## Brief:
Please output the entries that follow exactly, without a single image.

▼

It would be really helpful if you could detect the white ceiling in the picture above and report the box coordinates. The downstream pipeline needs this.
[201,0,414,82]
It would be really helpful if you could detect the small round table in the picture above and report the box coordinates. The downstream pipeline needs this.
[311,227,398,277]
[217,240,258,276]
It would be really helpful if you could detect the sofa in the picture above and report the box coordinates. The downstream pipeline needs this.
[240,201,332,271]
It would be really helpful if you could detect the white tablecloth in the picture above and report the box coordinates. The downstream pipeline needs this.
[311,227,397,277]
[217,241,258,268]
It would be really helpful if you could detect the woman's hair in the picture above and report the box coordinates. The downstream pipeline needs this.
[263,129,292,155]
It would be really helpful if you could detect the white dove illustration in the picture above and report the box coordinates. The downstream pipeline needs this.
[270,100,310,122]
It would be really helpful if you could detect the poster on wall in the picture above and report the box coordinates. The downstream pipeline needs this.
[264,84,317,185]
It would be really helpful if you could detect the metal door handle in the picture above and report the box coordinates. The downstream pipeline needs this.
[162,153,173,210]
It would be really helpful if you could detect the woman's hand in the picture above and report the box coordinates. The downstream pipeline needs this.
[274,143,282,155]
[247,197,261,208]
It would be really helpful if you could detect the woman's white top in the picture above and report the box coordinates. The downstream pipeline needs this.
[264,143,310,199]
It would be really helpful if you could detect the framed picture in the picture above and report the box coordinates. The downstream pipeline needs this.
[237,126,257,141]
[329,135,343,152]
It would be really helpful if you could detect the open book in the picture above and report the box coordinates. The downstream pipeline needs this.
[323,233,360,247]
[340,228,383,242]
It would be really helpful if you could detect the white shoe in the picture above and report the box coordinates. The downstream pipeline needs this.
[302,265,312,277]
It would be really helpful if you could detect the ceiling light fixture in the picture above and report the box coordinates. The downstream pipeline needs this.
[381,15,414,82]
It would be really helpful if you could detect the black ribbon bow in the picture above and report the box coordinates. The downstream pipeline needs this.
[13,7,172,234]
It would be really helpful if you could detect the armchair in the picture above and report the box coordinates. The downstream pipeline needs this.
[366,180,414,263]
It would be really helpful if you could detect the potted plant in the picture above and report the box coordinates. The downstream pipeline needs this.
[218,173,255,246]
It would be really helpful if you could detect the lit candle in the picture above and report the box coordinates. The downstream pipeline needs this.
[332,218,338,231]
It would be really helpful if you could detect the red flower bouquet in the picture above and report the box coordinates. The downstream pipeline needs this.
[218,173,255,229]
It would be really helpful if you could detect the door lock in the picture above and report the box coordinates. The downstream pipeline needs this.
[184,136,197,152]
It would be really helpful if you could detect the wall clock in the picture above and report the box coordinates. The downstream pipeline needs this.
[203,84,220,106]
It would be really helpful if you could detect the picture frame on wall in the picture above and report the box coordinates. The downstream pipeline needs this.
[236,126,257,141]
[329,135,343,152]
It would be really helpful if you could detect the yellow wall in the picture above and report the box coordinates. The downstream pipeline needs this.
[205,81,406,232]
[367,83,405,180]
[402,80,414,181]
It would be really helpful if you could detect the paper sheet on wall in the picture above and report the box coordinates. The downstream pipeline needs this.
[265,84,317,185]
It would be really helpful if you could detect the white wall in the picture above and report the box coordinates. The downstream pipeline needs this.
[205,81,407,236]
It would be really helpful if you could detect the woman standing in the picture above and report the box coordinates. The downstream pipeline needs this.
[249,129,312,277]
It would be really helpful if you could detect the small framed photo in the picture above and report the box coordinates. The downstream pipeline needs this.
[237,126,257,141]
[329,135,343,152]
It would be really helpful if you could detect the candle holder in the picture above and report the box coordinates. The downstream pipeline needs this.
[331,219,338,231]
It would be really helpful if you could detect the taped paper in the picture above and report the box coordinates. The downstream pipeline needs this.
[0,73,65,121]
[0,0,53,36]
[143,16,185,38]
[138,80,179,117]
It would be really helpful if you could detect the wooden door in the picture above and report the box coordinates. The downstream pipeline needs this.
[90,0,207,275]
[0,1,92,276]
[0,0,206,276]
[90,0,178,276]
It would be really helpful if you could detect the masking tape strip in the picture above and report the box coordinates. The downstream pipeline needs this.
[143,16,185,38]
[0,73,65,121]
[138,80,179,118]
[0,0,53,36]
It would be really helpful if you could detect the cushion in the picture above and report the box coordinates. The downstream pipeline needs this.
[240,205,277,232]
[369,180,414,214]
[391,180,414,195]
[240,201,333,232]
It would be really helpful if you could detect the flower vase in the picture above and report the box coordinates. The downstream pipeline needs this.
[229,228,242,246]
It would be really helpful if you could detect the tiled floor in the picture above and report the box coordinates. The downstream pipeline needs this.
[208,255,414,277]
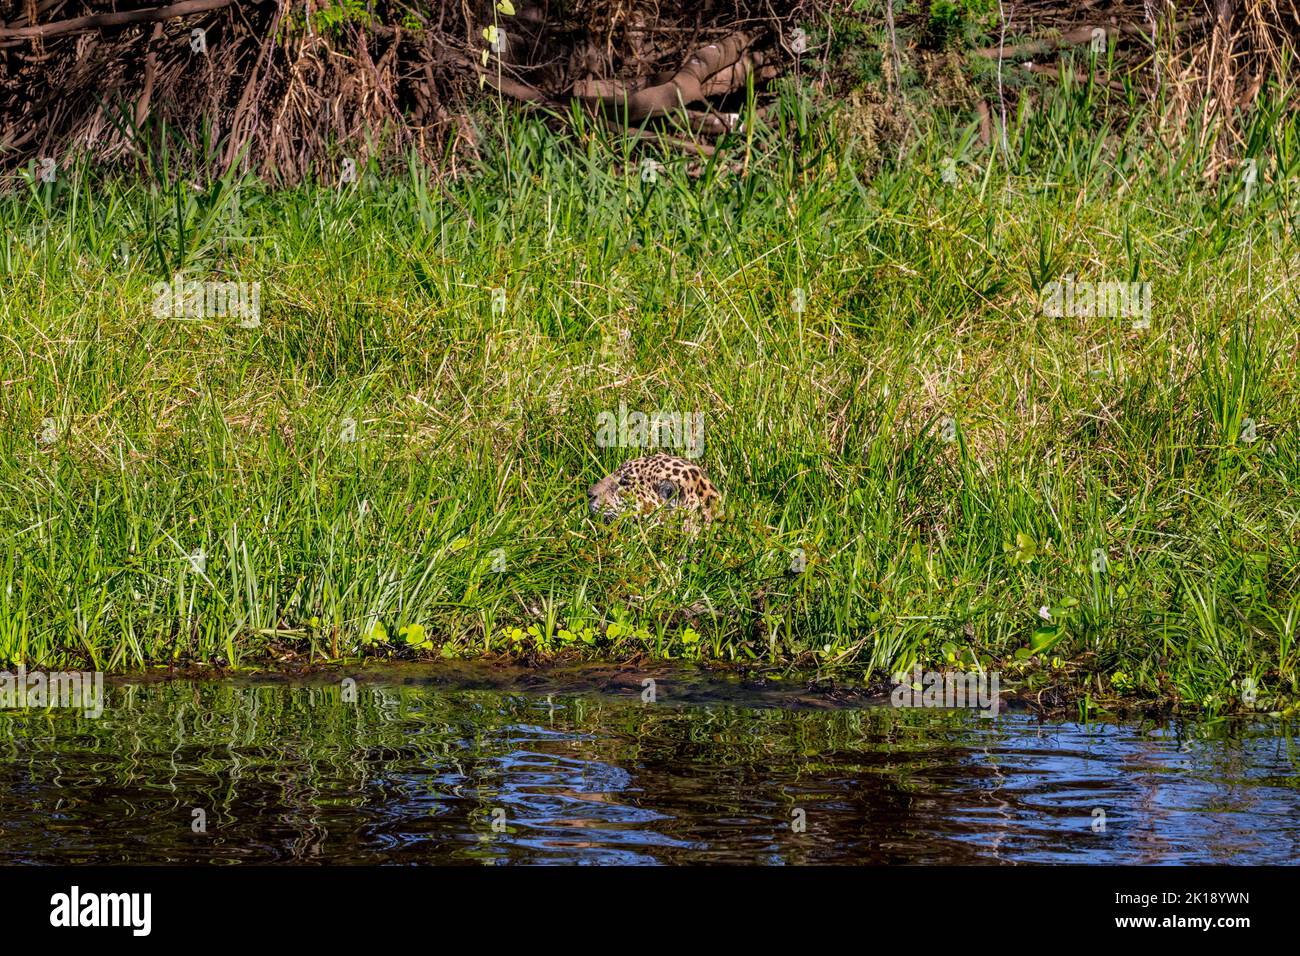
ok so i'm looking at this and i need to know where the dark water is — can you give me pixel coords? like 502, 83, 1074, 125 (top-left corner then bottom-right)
1, 664, 1297, 864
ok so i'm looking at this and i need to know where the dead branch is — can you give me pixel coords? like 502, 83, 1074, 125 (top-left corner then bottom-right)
482, 31, 762, 138
0, 0, 234, 39
974, 16, 1208, 60
581, 32, 753, 121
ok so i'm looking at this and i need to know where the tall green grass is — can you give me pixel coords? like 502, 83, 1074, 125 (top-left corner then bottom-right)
1, 74, 1297, 714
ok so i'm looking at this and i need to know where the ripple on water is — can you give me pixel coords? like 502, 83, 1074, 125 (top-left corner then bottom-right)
0, 673, 1296, 864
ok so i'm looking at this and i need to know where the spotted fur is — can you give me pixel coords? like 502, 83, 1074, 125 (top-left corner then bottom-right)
587, 453, 721, 524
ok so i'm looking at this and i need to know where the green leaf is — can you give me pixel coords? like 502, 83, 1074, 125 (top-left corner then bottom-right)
1029, 625, 1063, 652
399, 623, 432, 650
363, 620, 388, 646
1005, 531, 1038, 565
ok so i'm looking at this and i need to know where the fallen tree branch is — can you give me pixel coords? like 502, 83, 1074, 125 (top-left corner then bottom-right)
977, 23, 1125, 60
580, 32, 753, 121
699, 50, 776, 97
484, 71, 551, 104
483, 32, 764, 141
0, 0, 234, 39
974, 17, 1208, 60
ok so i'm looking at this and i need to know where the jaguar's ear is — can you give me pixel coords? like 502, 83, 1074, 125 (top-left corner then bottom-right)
655, 480, 678, 500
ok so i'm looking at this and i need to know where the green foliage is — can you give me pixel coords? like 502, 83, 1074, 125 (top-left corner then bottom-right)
0, 75, 1297, 714
282, 0, 375, 38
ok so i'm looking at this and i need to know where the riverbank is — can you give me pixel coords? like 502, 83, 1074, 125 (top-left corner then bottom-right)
2, 65, 1297, 717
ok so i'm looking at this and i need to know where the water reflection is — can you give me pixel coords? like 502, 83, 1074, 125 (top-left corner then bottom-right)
0, 669, 1296, 864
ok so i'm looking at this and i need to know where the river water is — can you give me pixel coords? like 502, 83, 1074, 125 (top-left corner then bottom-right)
1, 663, 1296, 864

▲

## Response area:
It would be really helpful if you could detect the white ceiling in the picture above and report the box coordinates. The downstream pipeline needs this.
[201,0,414,82]
It would be really helpful if you could detect the small round table in the picture above and report the box coordinates. The downstream pipeline needs this.
[311,227,398,277]
[217,240,258,276]
It would be really helpful if you could detect the sofa in the picture above and report the box coordinates. The downstream pipeline needs this.
[240,201,332,271]
It would be really helpful if you could detect the white tablecloth in the picture above and report the box coordinates. The downstream pipeline needs this.
[311,227,397,277]
[217,241,258,268]
It would be really helpful if you could detect the woman's hair in the picture above and report the box coordinates. The downstream pipeline needs this.
[263,129,292,155]
It would be really helpful if you could detect the white dove illustration in the picture above and report the box coordinates. The downstream pipeline needs this.
[270,100,310,122]
It would be really helpful if you could detect the poster on wall in the picture above and report the box coordinates. The downstream pipeline needs this.
[264,84,317,185]
It would be really helpful if you could detect the metal door handle in the picture above and report the box coordinates. The downstream pipeline needs this.
[162,153,173,210]
It would be really helpful if you could detect the woman's hand in the picture above and report the box coordinates. The downstream pipeline needs this.
[274,143,282,155]
[247,197,261,208]
It would be really helpful if you could detect the woman's white top in the picture above and report the box coordinates. The downstream pipeline needs this.
[264,143,310,199]
It would be really helpful if you could detect the framed picture in the picture above and report the box coordinates. The downstream pipeline needs this.
[237,126,257,141]
[329,135,343,152]
It would be really helpful if you could detect the open book in the picture above and report the box coordinates. The downstream pipeline needs this.
[323,233,360,247]
[340,228,383,242]
It would be really helpful if you could detect the white shoe in the picture above and report the box coordinates. The downstream pipeline needs this.
[302,265,312,277]
It would be really helpful if you could detect the ceiling light fixture in the picture above and report the box coordinates. The downstream pipeline needs this.
[381,15,414,82]
It would be really helpful if you could detect the black ribbon bow in the picture above and report the box coordinates. The downstream pipeline needs this.
[13,7,172,234]
It would be really helpful if you could detect the armchair in the picture above and report the box coordinates. The downstream pipeline needs this.
[366,180,414,263]
It would be really helpful if you could detect the potted plant in the picture above and report the box coordinates. The downstream pipeline needs this.
[218,173,255,246]
It would be really helpful if you could detect the lit candle in the picture above and report the box coordinates. The downstream pipeline needs this.
[332,218,338,231]
It would be really helpful if you could detect the red flower bouquet in the picture above and report the box coordinates. The downstream pipeline needs this.
[218,173,255,229]
It would be really helpful if you could detect the door lock in the picture above and report the box coordinates. The downstream pipeline needs this.
[184,136,197,152]
It would be really helpful if you could detect the wall clock in the picture above and report the box coordinates. The downstream pipeline needs this.
[203,84,220,106]
It would be really helpful if you could detect the picture frame on wall in the picture above and report the box coordinates. The downstream pipeline needs this.
[236,126,257,141]
[329,135,343,152]
It would be really helpful if you could detect the yellow wall in the picture above and report the box coordinates. The downstream pipeline needs this.
[205,81,406,232]
[367,83,405,180]
[402,80,414,181]
It would be really helpful if you could detect the paper sheet on wall in the picture above and report the box coordinates. The downstream pipeline needs this.
[265,84,317,185]
It would be really helpful if you could detect the white wall in the picture above and report the box coordinates. The downstream pipeline needs this.
[205,81,407,236]
It would be really helpful if you could detect the woman standing in the picture above and report the box coordinates. The downstream pipeline needs this.
[249,129,312,277]
It would be really helpful if you could detect the small framed photo in the picture above and report the box coordinates. The downstream pipeline needs this.
[237,126,257,141]
[329,135,343,152]
It would be really helpful if you could detect the candle holder in the picture above and report the box coordinates. The downstream pipeline needs this.
[331,219,338,231]
It would be really helpful if you could detect the taped paper in the picture above and report the box coordinates. The downstream pipeline needs this.
[0,73,65,121]
[0,0,53,36]
[143,16,185,38]
[138,80,179,117]
It would be really helpful if you could detect the wooden door in the picture above and report the box coordinates. The downstream pipeline needs this.
[90,0,207,275]
[0,1,92,276]
[0,0,206,276]
[90,0,178,276]
It would be really helpful if you could detect the masking tape strip in the picture above and report the box coordinates. The downstream pipeline needs this.
[143,16,185,38]
[0,73,65,121]
[138,80,179,118]
[0,0,53,36]
It would be really helpful if you could detect the cushion in the picture above and report the box coordinates. The downstream pipeline needs this.
[240,205,277,232]
[369,180,414,214]
[391,180,414,195]
[240,201,333,232]
It would be really helpful if you could detect the flower vase in the picture above and report the box coordinates. The downstream pipeline needs this.
[229,228,242,246]
It would be really helpful if you could detect the tiled floor in the picture above and report the box coordinates. The downstream pipeline needs this.
[208,255,414,277]
ok so i'm looking at this and i need to know where the dark water is — can you give me pixel coords? like 502, 83, 1074, 125 (top-left corner then bottom-right)
1, 664, 1297, 864
ok so i'm looking at this and i need to know where the dead branch is — can you give me pixel coords? like 502, 83, 1074, 125 (top-left corner then bottom-right)
482, 31, 762, 138
0, 0, 234, 39
974, 16, 1208, 60
581, 32, 753, 121
ok so i'm looking at this and i need to know where the tall green grass is — can you give me pixel coords? like 502, 83, 1074, 125 (top-left corner then bottom-right)
1, 74, 1297, 714
ok so i'm looking at this and i need to know where the ripple on water is — can you give me pixel coords? like 502, 83, 1074, 125 (top-left corner then bottom-right)
0, 673, 1296, 864
ok so i'm looking at this and i need to know where the spotted fur is — can you give me pixel coords? like 502, 83, 1074, 125 (top-left corner then bottom-right)
587, 453, 721, 524
ok so i'm looking at this and i need to know where the green leaf is — can you give me pixel coords? like 502, 83, 1074, 125 (top-left corner then bottom-right)
1029, 625, 1063, 652
399, 623, 432, 650
363, 620, 388, 646
1005, 531, 1038, 565
ok so i'm looking at this and i need to know where the fallen tree branch is — can you give me pixel coords? like 502, 83, 1074, 125 (top-left corner then bottom-right)
977, 23, 1125, 60
580, 32, 753, 121
699, 50, 776, 97
484, 71, 551, 104
483, 32, 764, 141
0, 0, 234, 39
974, 17, 1208, 60
ok so i'm looking at this and i need to know where the jaguar's ear is — can you give me pixel coords? like 502, 83, 1074, 125 (top-left corner then bottom-right)
655, 480, 678, 500
ok so i'm looking at this and i need to know where the green foliage is — can you give me pixel coords? like 502, 83, 1074, 125 (top-left corner then bottom-right)
0, 75, 1297, 714
282, 0, 375, 38
ok so i'm looking at this and i need to know where the riverbank is — can you give me pixel coords? like 502, 83, 1074, 125 (top-left corner then bottom-right)
2, 65, 1297, 717
ok so i'm looking at this and i need to know where the water reflection is — can you give me pixel coords? like 502, 83, 1074, 125 (top-left corner then bottom-right)
0, 669, 1296, 864
ok so i'm looking at this and i need to know where the river water is — can you give me pixel coords? like 502, 83, 1074, 125 (top-left corner then bottom-right)
1, 663, 1296, 864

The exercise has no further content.